» Records shown
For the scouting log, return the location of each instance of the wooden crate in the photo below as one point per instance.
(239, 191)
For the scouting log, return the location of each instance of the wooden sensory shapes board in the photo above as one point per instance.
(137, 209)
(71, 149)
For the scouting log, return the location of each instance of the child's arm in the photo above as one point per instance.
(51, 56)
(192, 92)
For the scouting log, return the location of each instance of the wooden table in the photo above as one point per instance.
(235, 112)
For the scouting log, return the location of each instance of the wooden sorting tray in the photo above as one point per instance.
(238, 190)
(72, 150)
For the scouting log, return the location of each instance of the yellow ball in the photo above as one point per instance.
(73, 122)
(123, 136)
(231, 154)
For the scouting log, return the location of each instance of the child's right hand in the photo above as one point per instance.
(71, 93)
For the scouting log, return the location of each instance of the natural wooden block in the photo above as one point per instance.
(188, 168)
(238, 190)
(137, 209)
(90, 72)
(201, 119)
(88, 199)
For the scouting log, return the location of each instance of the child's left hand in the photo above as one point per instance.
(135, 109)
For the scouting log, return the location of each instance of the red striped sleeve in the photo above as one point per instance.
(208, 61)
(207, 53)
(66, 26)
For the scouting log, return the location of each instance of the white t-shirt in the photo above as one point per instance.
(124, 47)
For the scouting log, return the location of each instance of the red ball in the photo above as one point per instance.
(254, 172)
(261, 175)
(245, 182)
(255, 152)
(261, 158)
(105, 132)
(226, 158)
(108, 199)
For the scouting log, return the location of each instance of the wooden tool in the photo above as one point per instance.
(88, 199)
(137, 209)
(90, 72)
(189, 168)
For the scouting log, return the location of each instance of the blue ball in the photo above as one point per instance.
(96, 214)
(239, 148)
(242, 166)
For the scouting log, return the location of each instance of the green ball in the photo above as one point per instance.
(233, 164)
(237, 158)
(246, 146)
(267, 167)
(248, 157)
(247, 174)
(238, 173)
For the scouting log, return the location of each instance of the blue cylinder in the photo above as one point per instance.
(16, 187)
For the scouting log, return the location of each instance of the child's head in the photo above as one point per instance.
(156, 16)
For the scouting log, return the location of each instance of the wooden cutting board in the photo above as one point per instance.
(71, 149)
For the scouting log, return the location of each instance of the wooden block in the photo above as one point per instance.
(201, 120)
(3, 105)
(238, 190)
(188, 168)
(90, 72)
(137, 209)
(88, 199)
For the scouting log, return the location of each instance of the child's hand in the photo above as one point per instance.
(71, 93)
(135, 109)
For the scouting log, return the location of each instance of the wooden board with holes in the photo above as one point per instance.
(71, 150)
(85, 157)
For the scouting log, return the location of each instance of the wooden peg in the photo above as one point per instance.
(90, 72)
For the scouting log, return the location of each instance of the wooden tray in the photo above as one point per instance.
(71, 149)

» What is expected
Copy out every line above word for word, changing nothing.

» Task output
For the scouting log, return the location of each instance of the wooden crate in the photo below as one point per instance.
(239, 191)
For the scouting log, return the location of each instance of the wooden sensory shapes board in the photo above as one point per instance.
(137, 209)
(71, 149)
For the scouting log, return the location of each instance of the child's arm in the photo above as one point per instance.
(51, 56)
(192, 92)
For the scouting log, return the location of each instance of the wooden table in the photo above as one point per instance.
(235, 112)
For the scouting log, return the location of each instance of the wooden sorting tray in the photo above as one point per instance.
(238, 190)
(72, 150)
For the scouting log, return the location of each instance of the yellow ball in the photo above as one point per instance.
(73, 122)
(123, 136)
(231, 154)
For the scouting log, return the location of each instance of the child's right hand in the photo above as one point per instance.
(71, 93)
For the scouting log, return the location of each instance of the natural wooden block in the photo above as one point per instance.
(188, 168)
(238, 190)
(137, 209)
(90, 72)
(201, 119)
(88, 199)
For the scouting log, return the location of each instance of the child's left hand in the photo above as one point per instance.
(135, 109)
For the scouting log, return the location of each instance of the red striped sleeve in the photo above as one point per instance.
(208, 61)
(207, 53)
(66, 26)
For the scouting log, return the location of each instance of the white t-shirt in the photo above as one point per instance.
(124, 47)
For the scouting log, return the location of each instance of the red ball in the photo above as one point per instance.
(254, 172)
(261, 175)
(245, 182)
(255, 152)
(261, 158)
(105, 132)
(226, 158)
(108, 199)
For the scouting log, return the location of each instance of the wooden tool in the photo above as one point per instance.
(88, 199)
(137, 209)
(90, 72)
(189, 168)
For the scouting log, return the location of each instance of the blue ball in the photo above as one point per instance.
(96, 214)
(239, 148)
(242, 166)
For the scouting log, return the location of each instance of the green ball in the photo above as one point per instance.
(233, 164)
(237, 158)
(246, 146)
(267, 167)
(248, 157)
(247, 174)
(238, 173)
For the scouting log, return the location of each instance of the blue cylinder in the photo above as one point per instance.
(16, 187)
For the scouting log, return the location of each instance of the child's head in the photo above as one point per instance.
(156, 16)
For the scouting log, return the location of each instance of the wooden cutting board in the photo above as one point per instance.
(71, 149)
For the scouting log, return the location of each instance of the wooden block in the photo above as one point per instance.
(201, 120)
(3, 105)
(238, 190)
(188, 168)
(90, 72)
(137, 209)
(88, 199)
For the scouting log, return the location of each instance of the child's hand in the photo above as one point per instance.
(71, 93)
(135, 109)
For the scouting log, return the location of each instance of the wooden board with holes in the photo above as one point per instance.
(71, 150)
(85, 157)
For the scouting log, return the location of each instance of the wooden peg in the photo above as one point per instance.
(90, 72)
For the scouting log, return the location of each instance of the wooden tray in the photo above as one point per instance.
(71, 149)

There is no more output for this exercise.